Return every line of the records that includes the string "surface".

EXTRACTED DATA
────────────────────────────────────────
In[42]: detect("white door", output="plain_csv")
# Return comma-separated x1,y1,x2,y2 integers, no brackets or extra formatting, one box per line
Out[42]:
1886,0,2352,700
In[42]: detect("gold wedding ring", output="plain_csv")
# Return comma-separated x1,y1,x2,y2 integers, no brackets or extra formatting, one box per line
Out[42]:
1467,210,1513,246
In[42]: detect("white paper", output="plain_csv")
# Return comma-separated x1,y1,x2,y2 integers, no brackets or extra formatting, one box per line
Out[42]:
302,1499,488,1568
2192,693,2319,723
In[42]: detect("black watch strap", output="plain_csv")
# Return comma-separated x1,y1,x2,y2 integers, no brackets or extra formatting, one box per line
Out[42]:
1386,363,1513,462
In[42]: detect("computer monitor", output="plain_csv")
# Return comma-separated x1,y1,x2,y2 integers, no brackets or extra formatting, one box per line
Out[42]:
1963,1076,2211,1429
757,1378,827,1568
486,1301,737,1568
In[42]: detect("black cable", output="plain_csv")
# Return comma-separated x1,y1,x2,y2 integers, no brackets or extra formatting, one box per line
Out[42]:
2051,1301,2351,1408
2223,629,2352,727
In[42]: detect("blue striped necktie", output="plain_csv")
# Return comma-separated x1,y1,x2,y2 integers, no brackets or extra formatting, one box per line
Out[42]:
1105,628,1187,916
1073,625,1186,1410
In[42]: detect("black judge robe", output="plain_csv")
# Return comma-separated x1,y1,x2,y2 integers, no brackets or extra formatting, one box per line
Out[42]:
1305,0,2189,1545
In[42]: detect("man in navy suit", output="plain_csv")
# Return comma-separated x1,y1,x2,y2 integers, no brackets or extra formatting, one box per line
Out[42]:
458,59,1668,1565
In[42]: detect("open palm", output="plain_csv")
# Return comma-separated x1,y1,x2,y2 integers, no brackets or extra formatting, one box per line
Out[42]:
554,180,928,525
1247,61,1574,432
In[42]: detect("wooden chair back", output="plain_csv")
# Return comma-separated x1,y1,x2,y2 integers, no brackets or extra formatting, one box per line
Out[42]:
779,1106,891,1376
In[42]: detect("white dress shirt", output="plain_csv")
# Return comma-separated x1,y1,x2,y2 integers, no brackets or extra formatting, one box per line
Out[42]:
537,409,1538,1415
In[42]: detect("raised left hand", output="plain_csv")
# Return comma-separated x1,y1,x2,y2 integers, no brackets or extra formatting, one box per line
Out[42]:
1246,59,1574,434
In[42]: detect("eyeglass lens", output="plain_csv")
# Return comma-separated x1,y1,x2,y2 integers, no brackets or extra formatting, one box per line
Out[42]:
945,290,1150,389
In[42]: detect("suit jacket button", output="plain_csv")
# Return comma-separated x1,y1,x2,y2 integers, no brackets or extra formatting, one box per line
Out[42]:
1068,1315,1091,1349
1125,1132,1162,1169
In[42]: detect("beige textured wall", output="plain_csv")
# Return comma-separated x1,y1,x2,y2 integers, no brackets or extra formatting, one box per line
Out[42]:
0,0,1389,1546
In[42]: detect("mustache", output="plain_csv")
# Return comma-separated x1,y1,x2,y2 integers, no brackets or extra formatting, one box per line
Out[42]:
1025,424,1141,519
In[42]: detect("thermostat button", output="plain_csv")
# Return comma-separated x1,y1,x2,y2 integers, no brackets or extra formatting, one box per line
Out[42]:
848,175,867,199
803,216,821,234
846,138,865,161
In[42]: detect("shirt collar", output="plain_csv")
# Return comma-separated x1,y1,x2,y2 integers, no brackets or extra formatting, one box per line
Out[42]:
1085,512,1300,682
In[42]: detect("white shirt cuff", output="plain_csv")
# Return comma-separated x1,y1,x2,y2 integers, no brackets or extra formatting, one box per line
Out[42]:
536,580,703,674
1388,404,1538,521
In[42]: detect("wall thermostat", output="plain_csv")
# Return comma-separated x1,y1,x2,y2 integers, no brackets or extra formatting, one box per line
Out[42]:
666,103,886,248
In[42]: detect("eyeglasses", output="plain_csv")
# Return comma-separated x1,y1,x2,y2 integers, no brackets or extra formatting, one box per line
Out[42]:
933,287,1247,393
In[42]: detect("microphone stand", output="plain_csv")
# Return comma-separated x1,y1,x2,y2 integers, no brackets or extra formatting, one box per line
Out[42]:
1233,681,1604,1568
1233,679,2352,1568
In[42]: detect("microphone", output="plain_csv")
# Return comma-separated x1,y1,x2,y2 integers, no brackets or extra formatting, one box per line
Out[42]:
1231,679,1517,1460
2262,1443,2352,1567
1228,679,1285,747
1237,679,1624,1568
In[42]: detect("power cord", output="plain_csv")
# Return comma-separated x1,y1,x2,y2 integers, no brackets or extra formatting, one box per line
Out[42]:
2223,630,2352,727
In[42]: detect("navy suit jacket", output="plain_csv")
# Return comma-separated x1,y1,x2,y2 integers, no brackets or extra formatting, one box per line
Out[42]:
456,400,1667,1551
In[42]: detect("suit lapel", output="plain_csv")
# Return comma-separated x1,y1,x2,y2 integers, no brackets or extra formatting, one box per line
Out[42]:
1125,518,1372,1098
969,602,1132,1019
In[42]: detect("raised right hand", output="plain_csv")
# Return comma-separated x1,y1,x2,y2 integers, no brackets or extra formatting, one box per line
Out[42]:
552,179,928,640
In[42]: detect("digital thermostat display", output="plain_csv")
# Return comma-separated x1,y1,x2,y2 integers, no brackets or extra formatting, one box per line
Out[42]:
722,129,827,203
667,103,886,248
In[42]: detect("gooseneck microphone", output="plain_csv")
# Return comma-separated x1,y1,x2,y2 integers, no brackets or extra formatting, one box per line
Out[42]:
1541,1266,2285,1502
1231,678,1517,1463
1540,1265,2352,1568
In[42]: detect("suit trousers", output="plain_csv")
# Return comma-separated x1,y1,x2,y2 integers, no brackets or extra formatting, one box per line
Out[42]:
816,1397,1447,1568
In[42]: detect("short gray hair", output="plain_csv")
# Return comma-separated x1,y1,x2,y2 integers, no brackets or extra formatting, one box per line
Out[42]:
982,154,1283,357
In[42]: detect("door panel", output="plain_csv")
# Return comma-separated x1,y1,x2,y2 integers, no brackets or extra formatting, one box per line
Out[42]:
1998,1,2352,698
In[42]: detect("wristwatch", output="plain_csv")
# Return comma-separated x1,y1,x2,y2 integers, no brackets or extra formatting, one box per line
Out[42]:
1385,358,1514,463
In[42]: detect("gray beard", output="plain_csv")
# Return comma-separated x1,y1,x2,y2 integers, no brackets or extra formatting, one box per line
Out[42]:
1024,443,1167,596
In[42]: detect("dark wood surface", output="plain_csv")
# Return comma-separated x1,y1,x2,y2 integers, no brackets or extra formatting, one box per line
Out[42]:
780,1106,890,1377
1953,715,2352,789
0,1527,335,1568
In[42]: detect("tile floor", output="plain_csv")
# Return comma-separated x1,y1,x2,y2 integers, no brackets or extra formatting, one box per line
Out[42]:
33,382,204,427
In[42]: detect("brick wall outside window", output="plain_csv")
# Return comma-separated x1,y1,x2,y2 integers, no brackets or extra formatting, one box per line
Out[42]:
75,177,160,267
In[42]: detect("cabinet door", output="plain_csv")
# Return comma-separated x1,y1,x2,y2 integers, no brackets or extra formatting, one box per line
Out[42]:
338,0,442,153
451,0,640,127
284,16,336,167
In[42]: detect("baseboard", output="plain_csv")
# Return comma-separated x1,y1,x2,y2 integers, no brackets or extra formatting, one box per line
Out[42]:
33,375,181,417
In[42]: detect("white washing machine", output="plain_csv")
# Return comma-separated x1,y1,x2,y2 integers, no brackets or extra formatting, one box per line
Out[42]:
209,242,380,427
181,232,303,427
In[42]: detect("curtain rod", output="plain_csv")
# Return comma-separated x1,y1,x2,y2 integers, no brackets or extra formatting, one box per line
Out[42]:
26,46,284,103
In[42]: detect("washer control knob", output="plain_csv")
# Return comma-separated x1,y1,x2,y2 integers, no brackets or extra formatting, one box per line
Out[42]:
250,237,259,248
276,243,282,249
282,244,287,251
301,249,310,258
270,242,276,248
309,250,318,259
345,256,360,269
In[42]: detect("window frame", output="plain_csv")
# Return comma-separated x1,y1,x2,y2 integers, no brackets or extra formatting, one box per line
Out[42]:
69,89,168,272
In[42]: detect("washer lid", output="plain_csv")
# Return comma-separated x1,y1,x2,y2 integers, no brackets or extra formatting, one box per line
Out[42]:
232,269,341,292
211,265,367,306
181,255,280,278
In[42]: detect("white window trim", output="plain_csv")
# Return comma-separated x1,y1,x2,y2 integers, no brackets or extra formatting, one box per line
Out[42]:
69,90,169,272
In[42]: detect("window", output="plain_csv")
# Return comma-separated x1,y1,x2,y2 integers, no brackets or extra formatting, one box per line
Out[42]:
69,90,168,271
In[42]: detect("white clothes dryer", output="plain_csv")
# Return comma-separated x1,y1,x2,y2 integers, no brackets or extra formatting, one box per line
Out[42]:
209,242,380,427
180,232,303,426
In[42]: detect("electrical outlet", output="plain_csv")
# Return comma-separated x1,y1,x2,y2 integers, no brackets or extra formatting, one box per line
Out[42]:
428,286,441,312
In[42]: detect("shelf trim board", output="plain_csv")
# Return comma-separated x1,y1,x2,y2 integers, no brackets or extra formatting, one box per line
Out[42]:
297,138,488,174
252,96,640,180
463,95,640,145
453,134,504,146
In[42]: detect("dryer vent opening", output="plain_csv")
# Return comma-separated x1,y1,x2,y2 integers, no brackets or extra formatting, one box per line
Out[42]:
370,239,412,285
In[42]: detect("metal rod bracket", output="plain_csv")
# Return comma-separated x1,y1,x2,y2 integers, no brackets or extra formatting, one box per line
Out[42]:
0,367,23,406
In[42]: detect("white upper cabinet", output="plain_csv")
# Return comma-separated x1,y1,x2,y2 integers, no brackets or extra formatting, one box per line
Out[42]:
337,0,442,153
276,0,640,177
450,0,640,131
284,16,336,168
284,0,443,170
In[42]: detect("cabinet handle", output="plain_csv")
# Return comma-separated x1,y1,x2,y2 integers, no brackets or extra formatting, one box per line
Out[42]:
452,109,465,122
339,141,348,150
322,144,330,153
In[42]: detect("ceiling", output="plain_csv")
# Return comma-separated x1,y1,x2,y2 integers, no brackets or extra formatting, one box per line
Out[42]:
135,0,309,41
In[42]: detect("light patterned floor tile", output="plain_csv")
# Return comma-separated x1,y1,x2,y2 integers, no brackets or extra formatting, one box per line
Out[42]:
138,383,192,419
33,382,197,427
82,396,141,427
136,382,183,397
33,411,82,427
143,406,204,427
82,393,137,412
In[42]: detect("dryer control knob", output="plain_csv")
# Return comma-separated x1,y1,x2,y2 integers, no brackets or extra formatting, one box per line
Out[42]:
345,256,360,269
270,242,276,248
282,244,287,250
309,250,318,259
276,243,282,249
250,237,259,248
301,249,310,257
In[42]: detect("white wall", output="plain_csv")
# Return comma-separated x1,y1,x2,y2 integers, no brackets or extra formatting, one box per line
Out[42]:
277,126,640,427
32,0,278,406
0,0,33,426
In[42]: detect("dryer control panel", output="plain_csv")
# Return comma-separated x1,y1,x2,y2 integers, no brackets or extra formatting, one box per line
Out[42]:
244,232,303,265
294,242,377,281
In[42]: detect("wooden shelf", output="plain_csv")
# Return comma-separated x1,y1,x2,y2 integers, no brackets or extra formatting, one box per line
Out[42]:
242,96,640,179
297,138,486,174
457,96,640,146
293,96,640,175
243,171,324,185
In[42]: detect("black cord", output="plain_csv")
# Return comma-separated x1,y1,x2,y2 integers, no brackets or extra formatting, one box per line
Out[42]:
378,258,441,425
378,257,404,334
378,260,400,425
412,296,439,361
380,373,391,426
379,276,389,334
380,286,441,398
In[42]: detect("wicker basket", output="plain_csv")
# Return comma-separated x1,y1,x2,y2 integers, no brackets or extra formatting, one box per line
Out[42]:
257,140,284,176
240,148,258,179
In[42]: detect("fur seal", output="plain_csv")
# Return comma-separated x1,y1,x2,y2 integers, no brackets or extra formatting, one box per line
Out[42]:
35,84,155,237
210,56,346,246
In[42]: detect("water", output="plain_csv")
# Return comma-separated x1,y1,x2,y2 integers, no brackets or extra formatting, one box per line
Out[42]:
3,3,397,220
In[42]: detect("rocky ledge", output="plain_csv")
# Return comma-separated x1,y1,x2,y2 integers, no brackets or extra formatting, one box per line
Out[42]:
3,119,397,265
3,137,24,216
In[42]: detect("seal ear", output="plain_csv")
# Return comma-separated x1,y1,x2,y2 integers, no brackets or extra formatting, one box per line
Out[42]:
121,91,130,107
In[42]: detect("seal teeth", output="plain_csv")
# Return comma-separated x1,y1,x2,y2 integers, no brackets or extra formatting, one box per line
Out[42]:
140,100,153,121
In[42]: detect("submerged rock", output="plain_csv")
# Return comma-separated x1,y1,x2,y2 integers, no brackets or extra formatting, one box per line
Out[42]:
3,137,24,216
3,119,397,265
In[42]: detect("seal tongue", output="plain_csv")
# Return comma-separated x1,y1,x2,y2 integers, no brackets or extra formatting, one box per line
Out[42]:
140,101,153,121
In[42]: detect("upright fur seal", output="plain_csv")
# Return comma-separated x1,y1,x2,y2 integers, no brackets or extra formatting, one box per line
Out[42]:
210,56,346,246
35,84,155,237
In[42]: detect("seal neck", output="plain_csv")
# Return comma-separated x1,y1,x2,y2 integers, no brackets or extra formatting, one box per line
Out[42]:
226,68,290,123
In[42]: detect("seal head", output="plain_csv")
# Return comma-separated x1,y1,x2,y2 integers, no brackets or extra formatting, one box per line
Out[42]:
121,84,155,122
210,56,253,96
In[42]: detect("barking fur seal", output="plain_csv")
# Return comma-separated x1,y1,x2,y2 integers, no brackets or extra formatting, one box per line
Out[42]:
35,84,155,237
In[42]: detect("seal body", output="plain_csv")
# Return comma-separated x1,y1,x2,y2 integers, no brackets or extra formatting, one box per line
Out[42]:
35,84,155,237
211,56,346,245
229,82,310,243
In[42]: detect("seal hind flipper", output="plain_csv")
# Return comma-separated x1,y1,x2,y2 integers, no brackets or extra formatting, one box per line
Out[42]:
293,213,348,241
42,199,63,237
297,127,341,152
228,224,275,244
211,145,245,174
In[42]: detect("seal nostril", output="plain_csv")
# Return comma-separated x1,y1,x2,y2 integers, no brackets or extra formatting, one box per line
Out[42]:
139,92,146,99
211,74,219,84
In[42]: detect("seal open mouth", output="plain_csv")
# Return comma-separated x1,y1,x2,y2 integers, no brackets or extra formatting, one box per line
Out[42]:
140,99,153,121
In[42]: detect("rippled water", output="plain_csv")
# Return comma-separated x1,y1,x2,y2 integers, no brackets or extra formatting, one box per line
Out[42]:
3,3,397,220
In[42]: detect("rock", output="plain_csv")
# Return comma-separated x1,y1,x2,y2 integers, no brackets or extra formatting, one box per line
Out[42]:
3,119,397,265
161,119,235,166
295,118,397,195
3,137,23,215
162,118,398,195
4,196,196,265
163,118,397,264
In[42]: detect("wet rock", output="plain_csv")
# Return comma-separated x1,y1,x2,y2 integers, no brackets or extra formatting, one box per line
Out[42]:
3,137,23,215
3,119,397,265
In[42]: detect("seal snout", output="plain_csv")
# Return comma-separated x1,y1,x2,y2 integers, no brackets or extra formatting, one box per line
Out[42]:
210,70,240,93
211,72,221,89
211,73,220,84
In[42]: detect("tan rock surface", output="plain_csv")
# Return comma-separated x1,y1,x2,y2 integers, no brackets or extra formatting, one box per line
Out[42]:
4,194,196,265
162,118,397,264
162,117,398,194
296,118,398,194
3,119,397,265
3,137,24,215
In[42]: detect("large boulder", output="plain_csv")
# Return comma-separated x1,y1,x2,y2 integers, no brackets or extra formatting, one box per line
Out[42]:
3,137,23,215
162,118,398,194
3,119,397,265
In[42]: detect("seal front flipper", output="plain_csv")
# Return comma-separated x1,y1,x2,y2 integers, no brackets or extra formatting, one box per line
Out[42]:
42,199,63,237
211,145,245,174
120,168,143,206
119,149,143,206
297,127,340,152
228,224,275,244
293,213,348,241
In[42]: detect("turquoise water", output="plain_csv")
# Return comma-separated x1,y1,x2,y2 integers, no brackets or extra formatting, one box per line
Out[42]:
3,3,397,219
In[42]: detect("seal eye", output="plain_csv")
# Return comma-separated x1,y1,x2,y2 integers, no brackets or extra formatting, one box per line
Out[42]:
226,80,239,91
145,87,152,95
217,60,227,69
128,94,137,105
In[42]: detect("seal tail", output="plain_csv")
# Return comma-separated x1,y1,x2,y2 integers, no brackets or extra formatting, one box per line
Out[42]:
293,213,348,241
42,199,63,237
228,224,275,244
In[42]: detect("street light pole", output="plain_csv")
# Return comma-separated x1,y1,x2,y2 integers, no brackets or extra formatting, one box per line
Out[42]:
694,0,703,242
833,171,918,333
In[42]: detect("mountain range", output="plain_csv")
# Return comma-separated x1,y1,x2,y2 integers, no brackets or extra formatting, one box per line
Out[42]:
────────────────────────────────────────
EXPECTED OUTPUT
In[42]: detect("dark wood surface", output="plain_csv")
In[42]: detect("tan rock surface", output="plain_csv")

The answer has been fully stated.